Exercise instructions
Starting from the first line below, repeat the data exactly through to the last.

Task input

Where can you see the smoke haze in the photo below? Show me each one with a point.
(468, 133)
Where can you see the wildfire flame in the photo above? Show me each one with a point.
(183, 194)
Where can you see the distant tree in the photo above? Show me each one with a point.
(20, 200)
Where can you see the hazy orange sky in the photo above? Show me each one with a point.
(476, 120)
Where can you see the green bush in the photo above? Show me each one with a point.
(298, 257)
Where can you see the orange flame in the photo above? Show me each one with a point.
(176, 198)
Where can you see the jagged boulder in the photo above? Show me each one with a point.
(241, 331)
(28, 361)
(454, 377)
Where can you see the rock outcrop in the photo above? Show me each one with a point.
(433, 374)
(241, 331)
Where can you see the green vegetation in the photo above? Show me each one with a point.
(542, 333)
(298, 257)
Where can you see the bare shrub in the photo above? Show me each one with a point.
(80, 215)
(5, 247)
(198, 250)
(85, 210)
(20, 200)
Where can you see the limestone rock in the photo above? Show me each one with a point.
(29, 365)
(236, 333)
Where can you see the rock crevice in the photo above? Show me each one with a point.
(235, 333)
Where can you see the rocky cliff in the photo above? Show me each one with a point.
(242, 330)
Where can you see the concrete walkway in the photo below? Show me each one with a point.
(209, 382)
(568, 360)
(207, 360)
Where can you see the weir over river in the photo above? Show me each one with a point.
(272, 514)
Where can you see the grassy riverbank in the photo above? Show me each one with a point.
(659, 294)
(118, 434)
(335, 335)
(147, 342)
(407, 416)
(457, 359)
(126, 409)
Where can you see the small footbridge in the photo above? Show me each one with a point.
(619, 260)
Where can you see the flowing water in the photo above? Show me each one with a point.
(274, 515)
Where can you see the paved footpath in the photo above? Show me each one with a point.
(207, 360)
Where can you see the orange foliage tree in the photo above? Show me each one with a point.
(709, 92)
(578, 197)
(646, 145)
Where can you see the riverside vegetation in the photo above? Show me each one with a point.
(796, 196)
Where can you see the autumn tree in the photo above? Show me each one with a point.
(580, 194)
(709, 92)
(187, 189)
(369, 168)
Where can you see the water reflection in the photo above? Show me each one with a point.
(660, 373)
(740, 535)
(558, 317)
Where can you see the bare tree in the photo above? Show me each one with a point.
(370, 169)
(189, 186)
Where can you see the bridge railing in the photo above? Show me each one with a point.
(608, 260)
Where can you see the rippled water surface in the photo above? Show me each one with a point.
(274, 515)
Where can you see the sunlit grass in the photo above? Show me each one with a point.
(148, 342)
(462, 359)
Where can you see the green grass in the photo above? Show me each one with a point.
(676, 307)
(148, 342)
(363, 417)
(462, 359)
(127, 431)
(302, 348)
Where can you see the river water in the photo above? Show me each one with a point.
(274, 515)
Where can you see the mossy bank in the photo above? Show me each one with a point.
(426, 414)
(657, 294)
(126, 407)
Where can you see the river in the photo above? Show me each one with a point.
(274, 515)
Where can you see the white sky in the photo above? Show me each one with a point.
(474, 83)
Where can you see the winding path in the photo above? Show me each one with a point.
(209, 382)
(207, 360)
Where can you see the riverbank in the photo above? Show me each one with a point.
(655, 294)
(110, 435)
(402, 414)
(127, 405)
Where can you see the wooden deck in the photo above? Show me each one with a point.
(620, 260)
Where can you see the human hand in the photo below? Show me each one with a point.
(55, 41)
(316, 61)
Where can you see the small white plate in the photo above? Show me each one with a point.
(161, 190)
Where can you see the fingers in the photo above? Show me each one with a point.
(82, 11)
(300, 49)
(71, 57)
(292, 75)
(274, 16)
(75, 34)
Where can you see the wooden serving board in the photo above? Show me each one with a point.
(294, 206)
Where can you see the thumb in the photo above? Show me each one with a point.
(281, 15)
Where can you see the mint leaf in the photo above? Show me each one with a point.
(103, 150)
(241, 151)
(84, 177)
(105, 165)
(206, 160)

Answer to this task
Where can you see the smoke haze in the photo below? Show me each one with a point.
(468, 133)
Where can you see the wildfire flame in the photo above? Show me each one with a point.
(183, 194)
Where can you see the distant tree in the photo above? Show me each one with a point.
(20, 200)
Where can you see the hazy orange sky in the photo above? Show me each one with a point.
(476, 120)
Where can you see the green bush in the photo above? Show me each one with a point.
(298, 257)
Where can you see the orange flame in the photo above? Show me each one with a point.
(176, 198)
Where can you see the jagged boulder in the photo above? Show me each one with a point.
(241, 331)
(28, 361)
(454, 377)
Where can you see the rock outcrop in the photo above? Show me each one with a point.
(433, 374)
(241, 331)
Where can you see the green vegetation in the photo above? Show me each one with a point.
(542, 333)
(298, 257)
Where can you see the bare shrub in the photo above? Show me each one with a point.
(80, 215)
(5, 247)
(198, 250)
(85, 210)
(20, 200)
Where can you see the limestone rock in the photo above? Show me each one with a point.
(29, 365)
(236, 333)
Where can you see the rock crevice in the photo above? Show me each one with a point.
(235, 333)
Where can you see the rocky cliff in the photo above? Show me each one with a point.
(242, 330)
Where can you see the concrete walkway in the photo below? Show me each one with a point.
(209, 382)
(568, 360)
(207, 360)
Where can you see the weir over river in the photo above? Show me each one with a point.
(272, 514)
Where can you see the grassy riverbank in the photo above? Show me each one with a point.
(659, 294)
(118, 434)
(335, 335)
(147, 342)
(407, 416)
(457, 359)
(126, 409)
Where can you see the small footbridge in the photo above? Show me each one with a point.
(619, 260)
Where can you see the flowing water in the photo above? Show me each one with a point.
(274, 515)
Where can you see the paved footpath in the photo above? Show me each one with a point.
(207, 360)
Where can you see the orange foliage tree in the photo above? Show me each one with a point.
(709, 92)
(578, 197)
(646, 145)
Where can you see the riverside vegetation in the photo above? Show me each one with a point.
(796, 196)
Where can you see the autumn tree in the photo above? Show me each one with a point.
(580, 194)
(709, 92)
(187, 189)
(369, 168)
Where can you see the water reflection in the photo above? Show me each one with a point.
(660, 373)
(740, 535)
(558, 317)
Where can you see the bare tree in the photo above? Show me each one with a point.
(370, 169)
(189, 186)
Where can you see the bridge railing in the photo above? Show me each one with a point.
(608, 260)
Where can you see the rippled water surface in the photo above? Show me each one with a point.
(274, 515)
Where can you see the sunlit grass in the photo above? Show me each one with a point.
(148, 342)
(462, 359)
Where can you see the green grass in the photo above? Show me each one with a point.
(676, 307)
(148, 342)
(363, 417)
(462, 359)
(127, 431)
(302, 348)
Where can you see the river water in the photo above? Show me each one with a point.
(274, 515)
Where can you see the mossy bank in the photo above? Show me each one with a point.
(426, 414)
(657, 294)
(126, 407)
Where can you see the river in the photo above? Show me each one with a point.
(274, 515)
Where can you see the white sky in the photo above? Show me each one with a point.
(474, 83)
Where can you see the winding path in the photo above? Show me each one with a point.
(209, 382)
(207, 360)
Where can you see the riverbank in the photo above? Show me each one with a point.
(655, 294)
(110, 435)
(402, 414)
(127, 405)
Where can you see the wooden deck in the photo above? Show me each one with a point.
(620, 260)
Where can you see the human hand in the photo below? Show me each one with a point.
(55, 41)
(316, 61)
Where can you see the small white plate in the photo above? Show me each one with a point.
(161, 190)
Where can you see the fingers in the photo above? Show me each one with a point.
(82, 11)
(300, 49)
(71, 57)
(292, 75)
(274, 16)
(75, 34)
Where can you see the wooden serving board in the photo above? Show me each one with a point.
(294, 206)
Where can you see the thumb in the photo above? Show me each one with a point.
(281, 15)
Where can you see the mint leaf in the photo above? Show me each one with a point.
(103, 150)
(241, 151)
(84, 177)
(105, 165)
(206, 160)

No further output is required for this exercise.